--- What the exercise asks ---
Look below for the line that contains "green grass? Mark that spot.", then quote it and all the lines after it, exactly, with the pictures left out.

Records from a collection:

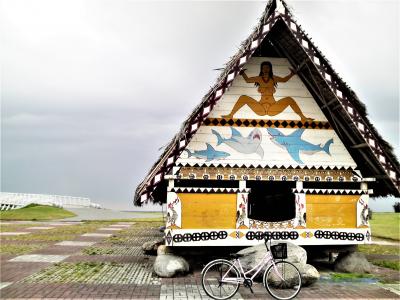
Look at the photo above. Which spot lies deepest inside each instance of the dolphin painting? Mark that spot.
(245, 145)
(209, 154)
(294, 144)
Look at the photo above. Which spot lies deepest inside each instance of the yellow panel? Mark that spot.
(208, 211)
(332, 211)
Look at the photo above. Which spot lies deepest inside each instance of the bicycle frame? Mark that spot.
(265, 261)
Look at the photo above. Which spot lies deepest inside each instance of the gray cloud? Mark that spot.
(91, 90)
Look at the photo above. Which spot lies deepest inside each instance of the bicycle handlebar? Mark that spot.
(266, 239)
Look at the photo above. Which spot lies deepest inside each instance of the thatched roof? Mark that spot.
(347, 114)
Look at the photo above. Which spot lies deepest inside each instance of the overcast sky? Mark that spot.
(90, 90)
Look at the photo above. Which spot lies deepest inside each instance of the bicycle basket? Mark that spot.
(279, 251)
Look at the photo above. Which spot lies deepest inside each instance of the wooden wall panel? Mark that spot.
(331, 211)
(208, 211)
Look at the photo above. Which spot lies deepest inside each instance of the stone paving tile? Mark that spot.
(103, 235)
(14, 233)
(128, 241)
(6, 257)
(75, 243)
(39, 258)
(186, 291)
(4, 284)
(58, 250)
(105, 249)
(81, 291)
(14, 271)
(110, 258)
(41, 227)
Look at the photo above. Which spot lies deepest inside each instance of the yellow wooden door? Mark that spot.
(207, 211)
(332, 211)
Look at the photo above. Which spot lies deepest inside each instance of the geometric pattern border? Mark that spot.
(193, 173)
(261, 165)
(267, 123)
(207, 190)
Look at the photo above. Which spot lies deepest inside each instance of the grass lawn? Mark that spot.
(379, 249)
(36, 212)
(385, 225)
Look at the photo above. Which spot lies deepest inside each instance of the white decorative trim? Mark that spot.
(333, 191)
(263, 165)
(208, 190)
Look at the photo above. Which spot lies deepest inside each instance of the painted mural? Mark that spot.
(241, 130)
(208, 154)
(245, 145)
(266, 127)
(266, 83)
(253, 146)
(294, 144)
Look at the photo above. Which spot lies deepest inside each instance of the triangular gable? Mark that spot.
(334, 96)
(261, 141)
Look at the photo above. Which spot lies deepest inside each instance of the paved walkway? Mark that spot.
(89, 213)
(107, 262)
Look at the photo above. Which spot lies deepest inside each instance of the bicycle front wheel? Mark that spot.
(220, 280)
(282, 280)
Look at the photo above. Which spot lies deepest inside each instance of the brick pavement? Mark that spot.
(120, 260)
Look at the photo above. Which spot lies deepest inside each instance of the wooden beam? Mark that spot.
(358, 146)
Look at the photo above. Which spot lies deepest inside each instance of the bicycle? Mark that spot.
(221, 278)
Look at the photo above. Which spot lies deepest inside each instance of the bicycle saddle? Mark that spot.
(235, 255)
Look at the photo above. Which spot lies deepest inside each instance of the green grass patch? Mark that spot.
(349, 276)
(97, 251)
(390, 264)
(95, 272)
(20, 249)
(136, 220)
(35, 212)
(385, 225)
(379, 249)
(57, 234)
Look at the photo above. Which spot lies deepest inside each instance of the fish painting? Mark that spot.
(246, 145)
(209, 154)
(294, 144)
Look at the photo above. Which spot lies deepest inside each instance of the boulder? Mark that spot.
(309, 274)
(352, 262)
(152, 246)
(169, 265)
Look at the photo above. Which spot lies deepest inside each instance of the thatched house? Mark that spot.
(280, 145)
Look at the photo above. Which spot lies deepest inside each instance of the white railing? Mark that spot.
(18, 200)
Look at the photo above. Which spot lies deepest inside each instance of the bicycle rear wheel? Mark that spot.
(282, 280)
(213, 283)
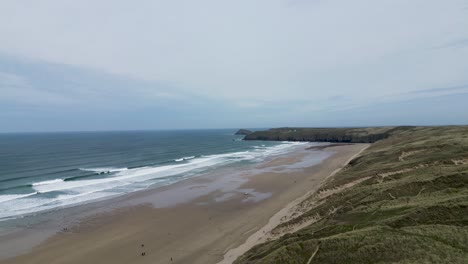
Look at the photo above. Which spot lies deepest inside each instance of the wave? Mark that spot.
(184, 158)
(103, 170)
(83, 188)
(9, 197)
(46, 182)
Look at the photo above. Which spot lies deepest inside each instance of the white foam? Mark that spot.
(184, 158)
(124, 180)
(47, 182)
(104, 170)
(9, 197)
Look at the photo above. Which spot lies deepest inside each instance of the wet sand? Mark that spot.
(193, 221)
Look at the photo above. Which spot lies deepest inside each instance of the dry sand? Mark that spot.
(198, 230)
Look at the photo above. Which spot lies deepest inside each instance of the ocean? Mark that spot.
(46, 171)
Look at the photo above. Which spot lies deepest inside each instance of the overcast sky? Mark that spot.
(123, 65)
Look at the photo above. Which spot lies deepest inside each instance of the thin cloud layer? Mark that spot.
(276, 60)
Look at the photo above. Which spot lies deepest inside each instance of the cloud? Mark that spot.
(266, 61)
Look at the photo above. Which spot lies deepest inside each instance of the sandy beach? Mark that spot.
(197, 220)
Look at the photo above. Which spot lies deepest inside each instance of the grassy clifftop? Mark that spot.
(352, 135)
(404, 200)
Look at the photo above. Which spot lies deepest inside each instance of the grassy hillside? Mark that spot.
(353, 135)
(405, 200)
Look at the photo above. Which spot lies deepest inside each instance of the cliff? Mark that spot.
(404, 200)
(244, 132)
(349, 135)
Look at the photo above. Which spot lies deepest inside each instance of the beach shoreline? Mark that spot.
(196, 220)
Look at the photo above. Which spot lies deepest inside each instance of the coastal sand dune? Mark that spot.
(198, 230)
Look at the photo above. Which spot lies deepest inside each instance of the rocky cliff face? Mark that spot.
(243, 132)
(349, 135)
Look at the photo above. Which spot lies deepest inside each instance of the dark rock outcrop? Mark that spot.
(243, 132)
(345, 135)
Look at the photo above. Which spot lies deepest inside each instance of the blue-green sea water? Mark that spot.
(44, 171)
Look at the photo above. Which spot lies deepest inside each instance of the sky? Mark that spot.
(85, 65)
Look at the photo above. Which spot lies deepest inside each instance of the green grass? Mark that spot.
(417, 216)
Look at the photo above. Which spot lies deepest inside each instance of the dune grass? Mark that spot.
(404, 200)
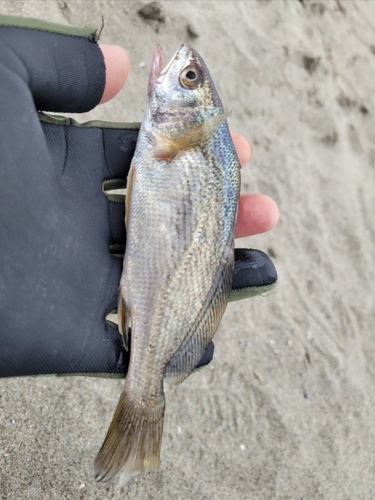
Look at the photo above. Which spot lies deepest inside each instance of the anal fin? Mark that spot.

--- Solution ---
Look at the photo above. Which spot lies deepest inside each instance of the green grass? Mark that spot.
(417, 216)
Look at the photo above. Which spot lies deepest inside each instance of the dune grass? Mark that spot.
(404, 200)
Look at the photo above. Which spot lies deepest inside each instance of the anal fin? Mark that spot.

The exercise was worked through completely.